▶ TASK INSTRUCTIONS: Render every one of the lines below as a JSON list of strings, one string per line, with blank lines left out.
========================
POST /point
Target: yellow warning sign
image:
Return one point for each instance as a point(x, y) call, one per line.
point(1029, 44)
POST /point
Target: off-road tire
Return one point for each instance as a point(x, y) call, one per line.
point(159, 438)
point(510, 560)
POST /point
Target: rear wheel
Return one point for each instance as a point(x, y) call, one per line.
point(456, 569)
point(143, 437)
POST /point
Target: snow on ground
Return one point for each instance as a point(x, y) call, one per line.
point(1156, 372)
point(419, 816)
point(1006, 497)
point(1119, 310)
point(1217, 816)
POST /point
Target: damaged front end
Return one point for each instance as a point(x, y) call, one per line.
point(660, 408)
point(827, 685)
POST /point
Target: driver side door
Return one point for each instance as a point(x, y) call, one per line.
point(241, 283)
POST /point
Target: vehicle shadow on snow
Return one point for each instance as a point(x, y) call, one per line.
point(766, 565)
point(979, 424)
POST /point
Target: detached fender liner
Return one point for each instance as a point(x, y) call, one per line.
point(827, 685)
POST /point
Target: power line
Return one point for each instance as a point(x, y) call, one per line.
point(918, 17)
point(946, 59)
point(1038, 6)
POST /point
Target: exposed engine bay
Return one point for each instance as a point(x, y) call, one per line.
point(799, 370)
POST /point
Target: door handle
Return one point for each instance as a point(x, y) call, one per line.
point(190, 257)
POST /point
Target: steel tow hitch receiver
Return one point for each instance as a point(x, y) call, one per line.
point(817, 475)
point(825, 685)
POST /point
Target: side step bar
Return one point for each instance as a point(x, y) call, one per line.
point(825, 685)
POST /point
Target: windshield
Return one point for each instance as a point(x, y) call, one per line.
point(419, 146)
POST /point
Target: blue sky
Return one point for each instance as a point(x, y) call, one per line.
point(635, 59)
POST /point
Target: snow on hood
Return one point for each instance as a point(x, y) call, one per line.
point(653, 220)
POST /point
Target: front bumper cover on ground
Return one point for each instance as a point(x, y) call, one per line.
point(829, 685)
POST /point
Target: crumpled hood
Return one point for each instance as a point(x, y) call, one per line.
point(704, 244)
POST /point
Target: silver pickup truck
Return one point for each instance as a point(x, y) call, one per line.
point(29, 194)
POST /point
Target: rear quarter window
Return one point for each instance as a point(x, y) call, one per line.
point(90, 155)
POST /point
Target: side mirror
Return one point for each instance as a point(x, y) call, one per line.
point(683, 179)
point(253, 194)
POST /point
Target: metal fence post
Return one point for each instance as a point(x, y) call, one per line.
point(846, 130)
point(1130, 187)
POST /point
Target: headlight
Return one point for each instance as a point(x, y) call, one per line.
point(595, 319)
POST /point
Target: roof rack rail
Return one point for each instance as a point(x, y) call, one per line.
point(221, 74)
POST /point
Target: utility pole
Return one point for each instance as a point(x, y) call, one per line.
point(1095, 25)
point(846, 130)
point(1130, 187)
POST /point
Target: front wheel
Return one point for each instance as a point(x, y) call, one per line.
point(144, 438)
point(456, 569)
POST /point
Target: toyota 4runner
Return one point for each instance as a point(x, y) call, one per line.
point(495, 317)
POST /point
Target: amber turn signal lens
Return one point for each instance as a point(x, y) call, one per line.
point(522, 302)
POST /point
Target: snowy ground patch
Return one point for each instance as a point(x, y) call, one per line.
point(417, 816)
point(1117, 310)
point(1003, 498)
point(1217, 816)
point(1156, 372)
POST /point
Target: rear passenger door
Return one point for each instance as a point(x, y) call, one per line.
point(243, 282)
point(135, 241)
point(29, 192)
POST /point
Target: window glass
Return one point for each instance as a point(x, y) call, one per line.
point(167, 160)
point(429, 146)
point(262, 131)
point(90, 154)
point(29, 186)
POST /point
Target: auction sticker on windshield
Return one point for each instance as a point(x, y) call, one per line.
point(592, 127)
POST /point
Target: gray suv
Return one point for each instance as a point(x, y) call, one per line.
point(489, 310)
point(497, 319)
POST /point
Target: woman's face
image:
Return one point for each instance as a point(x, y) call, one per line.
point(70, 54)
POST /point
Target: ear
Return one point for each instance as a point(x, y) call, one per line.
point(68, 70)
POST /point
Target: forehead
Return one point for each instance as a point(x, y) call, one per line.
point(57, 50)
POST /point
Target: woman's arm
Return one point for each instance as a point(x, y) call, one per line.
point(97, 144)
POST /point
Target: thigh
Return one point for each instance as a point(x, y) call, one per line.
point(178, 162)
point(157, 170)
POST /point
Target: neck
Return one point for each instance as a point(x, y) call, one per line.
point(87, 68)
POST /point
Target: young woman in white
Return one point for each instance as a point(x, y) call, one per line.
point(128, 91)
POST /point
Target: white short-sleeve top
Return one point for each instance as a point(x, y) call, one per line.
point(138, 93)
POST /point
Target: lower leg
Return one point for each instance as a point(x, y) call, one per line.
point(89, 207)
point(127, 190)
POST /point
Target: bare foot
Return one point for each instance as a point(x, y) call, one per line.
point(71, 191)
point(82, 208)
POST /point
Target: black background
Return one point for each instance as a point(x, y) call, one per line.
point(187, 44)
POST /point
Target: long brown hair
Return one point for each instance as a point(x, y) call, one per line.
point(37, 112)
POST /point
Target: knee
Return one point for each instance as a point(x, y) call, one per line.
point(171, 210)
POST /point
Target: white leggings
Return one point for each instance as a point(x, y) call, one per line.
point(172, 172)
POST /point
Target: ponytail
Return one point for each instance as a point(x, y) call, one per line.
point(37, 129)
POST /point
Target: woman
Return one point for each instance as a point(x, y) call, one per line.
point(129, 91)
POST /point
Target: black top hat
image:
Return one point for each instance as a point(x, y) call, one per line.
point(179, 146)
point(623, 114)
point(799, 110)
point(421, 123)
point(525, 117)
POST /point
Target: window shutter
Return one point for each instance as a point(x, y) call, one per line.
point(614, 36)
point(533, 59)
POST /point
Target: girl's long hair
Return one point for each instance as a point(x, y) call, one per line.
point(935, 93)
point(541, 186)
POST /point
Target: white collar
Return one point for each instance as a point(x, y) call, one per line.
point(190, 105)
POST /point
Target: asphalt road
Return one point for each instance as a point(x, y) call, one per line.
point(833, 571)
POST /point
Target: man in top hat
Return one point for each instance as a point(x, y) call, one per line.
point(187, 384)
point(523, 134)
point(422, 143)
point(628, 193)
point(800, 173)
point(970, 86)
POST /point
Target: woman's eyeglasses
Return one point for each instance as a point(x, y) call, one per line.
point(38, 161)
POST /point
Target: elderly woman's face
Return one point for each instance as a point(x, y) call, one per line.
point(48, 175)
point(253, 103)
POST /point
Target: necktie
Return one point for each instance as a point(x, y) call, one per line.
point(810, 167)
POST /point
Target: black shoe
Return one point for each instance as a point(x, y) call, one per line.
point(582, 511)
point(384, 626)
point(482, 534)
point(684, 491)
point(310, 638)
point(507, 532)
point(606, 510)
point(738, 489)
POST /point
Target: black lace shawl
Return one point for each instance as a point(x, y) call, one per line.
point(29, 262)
========================
▶ RESULT FOR THIS EXERCISE:
[
  "POST /point",
  "Target: yellow warning sign",
  "image:",
  "Return one point for each instance as a point(x, y) call, one per line.",
  "point(1029, 44)",
  "POST /point",
  "Target: off-road tire",
  "Return one point for each instance as a point(x, y) call, one per line.",
  "point(159, 438)",
  "point(510, 560)",
  "POST /point",
  "Target: rear wheel",
  "Return one point for each instance as a point(x, y) call, one per line.",
  "point(456, 569)",
  "point(143, 437)",
  "POST /point",
  "Target: snow on ground",
  "Return one point for each instance as a point(x, y) call, one per line.",
  "point(1156, 372)",
  "point(419, 816)",
  "point(1006, 497)",
  "point(1119, 310)",
  "point(1217, 816)",
  "POST /point",
  "Target: damaged front end",
  "Return one point for each instance as a point(x, y) call, one per line.",
  "point(660, 408)",
  "point(827, 685)",
  "POST /point",
  "Target: driver side door",
  "Return one point for each instance as a point(x, y) call, one per line.",
  "point(241, 283)",
  "POST /point",
  "Target: vehicle shadow on snow",
  "Return one point for each instance as a point(x, y) call, one per line.",
  "point(766, 565)",
  "point(979, 424)",
  "POST /point",
  "Target: detached fender liner",
  "Return one point for each instance as a point(x, y) call, one per line.",
  "point(827, 685)",
  "POST /point",
  "Target: power line",
  "Return one point for each instance as a point(x, y) call, one per line.",
  "point(918, 17)",
  "point(946, 59)",
  "point(1038, 6)",
  "POST /point",
  "Target: exposed engine bay",
  "Return one point for each instance as a point(x, y) call, one per line.",
  "point(799, 370)",
  "POST /point",
  "Target: door handle",
  "Return one point for each instance as a point(x, y) call, one per line.",
  "point(190, 257)",
  "POST /point",
  "Target: steel tow hitch receiver",
  "Return one point for each instance as a point(x, y) call, one per line.",
  "point(817, 475)",
  "point(825, 685)",
  "POST /point",
  "Target: side step bar",
  "Return one point for each instance as a point(x, y) call, one per line.",
  "point(825, 685)",
  "POST /point",
  "Target: windshield",
  "Return one point for each instance as a point(x, y) call, one per line.",
  "point(419, 146)",
  "POST /point",
  "Target: blue sky",
  "Return one point for each instance as a point(x, y) call, one per line.",
  "point(635, 59)",
  "POST /point",
  "Target: snow on hood",
  "Return one point for each instance as a point(x, y) call, one per line.",
  "point(653, 220)",
  "POST /point",
  "Target: front bumper cover on ground",
  "Return one point for each instance as a point(x, y) call, one per line.",
  "point(829, 685)",
  "POST /point",
  "Target: crumpled hood",
  "Return one point for each instance as a point(x, y) call, one per line.",
  "point(704, 244)",
  "POST /point",
  "Target: silver pickup truck",
  "Return one point for each instance as a point(x, y) call, one per line.",
  "point(29, 194)",
  "POST /point",
  "Target: rear quarter window",
  "Return one point for each instance as a point(x, y) call, one per line.",
  "point(90, 155)",
  "POST /point",
  "Target: side mirror",
  "Return one point for each instance as a point(x, y) call, one per line.",
  "point(683, 179)",
  "point(253, 194)",
  "POST /point",
  "Target: metal fence post",
  "Return one point for each instance as a point(x, y) call, one per line.",
  "point(846, 130)",
  "point(1130, 187)",
  "POST /point",
  "Target: headlight",
  "Return one point for each instance as a point(x, y) call, one per line.",
  "point(595, 319)",
  "POST /point",
  "Target: roof rack rail",
  "Return one point for each instance as a point(x, y) call, one per line.",
  "point(221, 74)",
  "POST /point",
  "Target: utility pole",
  "Return one point for each instance as a point(x, y) call, one per line.",
  "point(1095, 25)",
  "point(846, 130)",
  "point(1130, 187)",
  "POST /point",
  "Target: front wheel",
  "Return one point for each instance as a point(x, y) call, one per line.",
  "point(144, 438)",
  "point(456, 569)",
  "POST /point",
  "Target: toyota 4runner",
  "Return one point for each instance as a point(x, y) call, one per line.",
  "point(495, 317)",
  "POST /point",
  "Target: amber turn signal lens",
  "Return one point for each instance as a point(x, y) call, one per line.",
  "point(522, 302)",
  "POST /point",
  "Target: snowy ground patch",
  "Return one point for each instance as a point(x, y) call, one per line.",
  "point(417, 816)",
  "point(1117, 310)",
  "point(1003, 498)",
  "point(1217, 816)",
  "point(1156, 372)",
  "POST /point",
  "Target: rear passenger door",
  "Return one point for each instance as a point(x, y) call, one per line.",
  "point(243, 282)",
  "point(135, 241)",
  "point(29, 192)",
  "POST /point",
  "Target: window glass",
  "Return one point for each instance as a point(x, y) call, one per line.",
  "point(167, 160)",
  "point(429, 146)",
  "point(262, 131)",
  "point(90, 154)",
  "point(29, 186)",
  "POST /point",
  "Target: auction sticker on windshield",
  "Return one point for each instance as a point(x, y) call, one per line.",
  "point(592, 127)",
  "POST /point",
  "Target: gray suv",
  "Return one point for each instance as a point(x, y) call, one per line.",
  "point(489, 310)",
  "point(497, 319)",
  "POST /point",
  "Target: woman's face",
  "image:",
  "Return one point for each instance as a point(x, y) call, one per line.",
  "point(70, 54)",
  "POST /point",
  "Target: ear",
  "Return one point for each instance as a point(x, y) call, one per line.",
  "point(68, 70)",
  "POST /point",
  "Target: forehead",
  "Return one point for each instance as a point(x, y) call, one per line.",
  "point(57, 50)",
  "POST /point",
  "Target: woman's arm",
  "Return one point for each instance as a point(x, y) call, one per line.",
  "point(97, 144)",
  "POST /point",
  "Target: thigh",
  "Return one point for each instance as a point(x, y) call, one per line.",
  "point(178, 162)",
  "point(157, 170)",
  "POST /point",
  "Target: neck",
  "Return one point for each instance as a point(x, y) call, one per line.",
  "point(87, 68)",
  "POST /point",
  "Target: young woman in white",
  "Return one point for each instance as a point(x, y) call, one per line.",
  "point(128, 91)",
  "POST /point",
  "Target: white short-sleeve top",
  "Return one point for each instance as a point(x, y) call, one per line.",
  "point(138, 93)",
  "POST /point",
  "Target: lower leg",
  "Return one point for each instance as a point(x, y) call, one per line.",
  "point(89, 207)",
  "point(127, 190)",
  "POST /point",
  "Target: bare foot",
  "Return one point for each instance as a point(x, y) call, one per line.",
  "point(71, 191)",
  "point(82, 208)",
  "POST /point",
  "Target: black background",
  "Return one point for each instance as a point(x, y) call, one per line.",
  "point(187, 44)",
  "POST /point",
  "Target: long brown hair",
  "Return one point for each instance as a point(x, y) call, one per line.",
  "point(37, 112)",
  "POST /point",
  "Target: knee",
  "Return one point for each instance as a point(x, y) call, one per line.",
  "point(171, 210)",
  "POST /point",
  "Target: white leggings",
  "Return one point for each instance as a point(x, y) call, one per line.",
  "point(172, 172)",
  "POST /point",
  "Target: ponytail",
  "Return one point for each instance as a point(x, y) call, one per line.",
  "point(37, 129)",
  "POST /point",
  "Target: woman",
  "Return one point for each instance as a point(x, y) call, one per line.",
  "point(129, 91)",
  "POST /point",
  "Target: black top hat",
  "image:",
  "Return one point for each instance as a point(x, y) call, one per line.",
  "point(179, 146)",
  "point(623, 114)",
  "point(799, 110)",
  "point(421, 123)",
  "point(525, 117)",
  "POST /point",
  "Target: window shutter",
  "Return one point for each instance as a point(x, y) call, one per line.",
  "point(614, 36)",
  "point(533, 59)",
  "POST /point",
  "Target: girl's long hair",
  "Return one point for each instance as a point(x, y) call, one per line.",
  "point(935, 93)",
  "point(541, 186)",
  "POST /point",
  "Target: white collar",
  "Return one point for each instance as a point(x, y) call, one per line.",
  "point(190, 105)",
  "POST /point",
  "Target: asphalt road",
  "Return one point for each instance as a point(x, y) call, one per line.",
  "point(833, 571)",
  "POST /point",
  "Target: man in top hat",
  "Return one point for each instance as a point(x, y) call, one per line.",
  "point(187, 384)",
  "point(523, 134)",
  "point(422, 143)",
  "point(628, 193)",
  "point(800, 173)",
  "point(970, 86)",
  "POST /point",
  "Target: woman's eyeglasses",
  "Return one point for each instance as a point(x, y) call, one per line.",
  "point(38, 161)",
  "POST /point",
  "Target: elderly woman's face",
  "Return one point for each instance as a point(x, y) call, one per line.",
  "point(48, 175)",
  "point(253, 103)",
  "POST /point",
  "Target: necktie",
  "Return one point for each instance as a point(x, y) call, one per line.",
  "point(810, 167)",
  "POST /point",
  "Target: black shoe",
  "Return one point for each instance as a point(x, y) call, one per line.",
  "point(582, 511)",
  "point(384, 626)",
  "point(482, 534)",
  "point(684, 491)",
  "point(310, 638)",
  "point(507, 532)",
  "point(606, 510)",
  "point(738, 489)",
  "POST /point",
  "Target: black lace shawl",
  "Return one point for each instance as a point(x, y) call, one per line.",
  "point(29, 262)"
]